What you have to do: Give the records again. Keep them exact and leave out the images.

Dataset records:

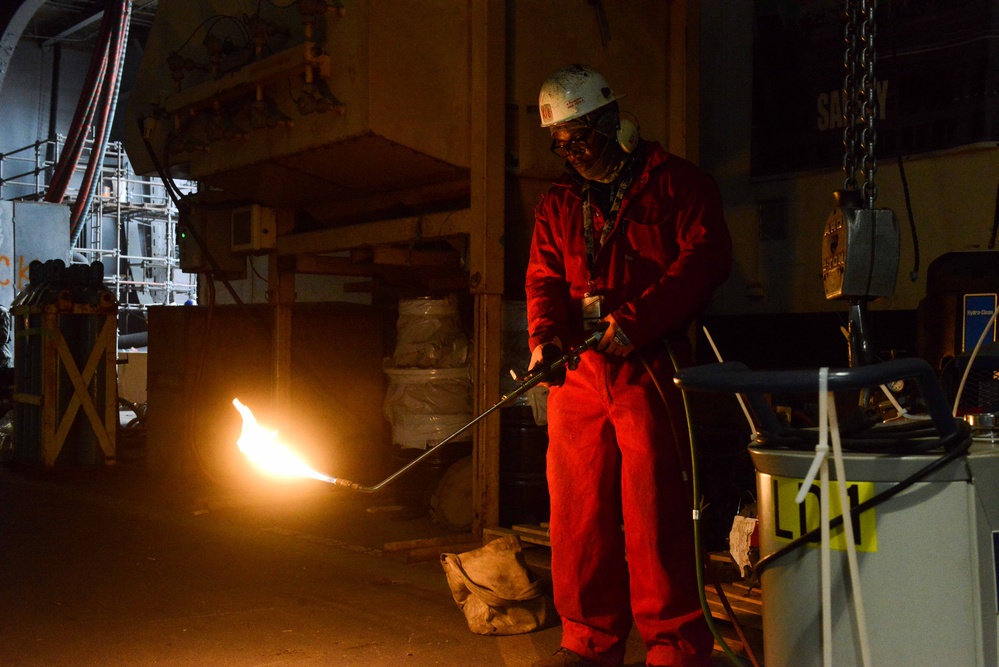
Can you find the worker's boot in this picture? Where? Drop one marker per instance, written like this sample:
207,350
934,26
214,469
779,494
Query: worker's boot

Task solution:
Can you find the worker's boot in this picture? Where? Drop one marker per instance, written like this sample:
207,350
934,26
214,469
779,494
Query: worker's boot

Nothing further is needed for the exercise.